DOCUMENT SECTION:
++++++++++

Building Kinetic Models with Complex Drug-Protein Interactions: application to
the targeted inhibition of MAPK signaling in cancer
Luca Gerosa, PhD, Postdoctoral Fellow, Laboratory of Systems Pharmacology,
Harvard Medical School
Wednesday January 20, 2021, 12:00 to 1:00 pm EDT
Register at https://www.rosaandco.com/webinars
Abstract:
A key goal in the field of Quantitative Systems Pharmacology (QSP) is the
construction of mechanistic models able to predict drug efficacy. A major
challenge in building such models is the necessity to properly describe highly
cooperative drug-protein and protein-protein interactions that govern the
functioning of biochemical networks. In this seminar, I will show how Ordinary
Differential Equations (ODEs) models comprising large numbers of drug-protein
and protein-protein interactions can be efficiently built using rule-based
modelling and energy-based descriptions of molecular cooperativity.
The modelling framework I will present is based on an extension of the Python
Systems Biology (PySB) toolbox to incorporate energy-based specifications
supported by BioNetGen (eBNG). The resulting framework allows modelers to write
large ODEs models as compact Python programs in which molecular cooperativity
is specified as free energy contributions and detailed balance is satisfied by
construction. As a case study, I will show that the framework allows the
accurate description of high-order cooperativity interactions between
components of the MAPK signaling pathway and targeted kinase inhibitors and
that the inclusion of such interactions predicts clinically-relevant drug
resistance mechanisms in skin and colorectal cancers.

++++++++++

THE DATA:

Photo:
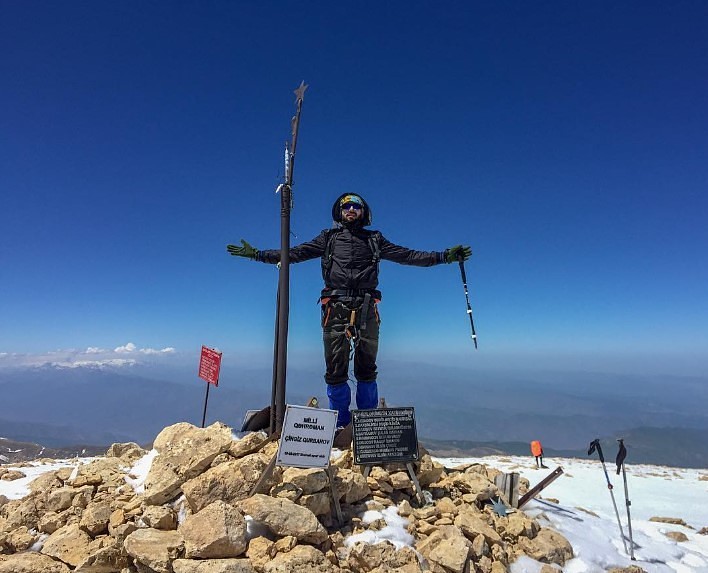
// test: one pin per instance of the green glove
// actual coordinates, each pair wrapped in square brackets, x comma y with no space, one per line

++++++++++

REQUIRED ACTION 1: According to the seminar announcement, which toolbox does the presented modelling framework extend?
REQUIRED ACTION 2: Please reproduce the seminar announcement starting with "The modelling framework" and going on through "and colorectal cancers.".

WRITTEN ANSWER 1: The Python Systems Biology (PySB) toolbox.

WRITTEN ANSWER 2:
The modelling framework I will present is based on an extension of the Python
Systems Biology (PySB) toolbox to incorporate energy-based specifications
supported by BioNetGen (eBNG). The resulting framework allows modelers to write
large ODEs models as compact Python programs in which molecular cooperativity
is specified as free energy contributions and detailed balance is satisfied by
construction. As a case study, I will show that the framework allows the
accurate description of high-order cooperativity interactions between
components of the MAPK signaling pathway and targeted kinase inhibitors and
that the inclusion of such interactions predicts clinically-relevant drug
resistance mechanisms in skin and colorectal cancers.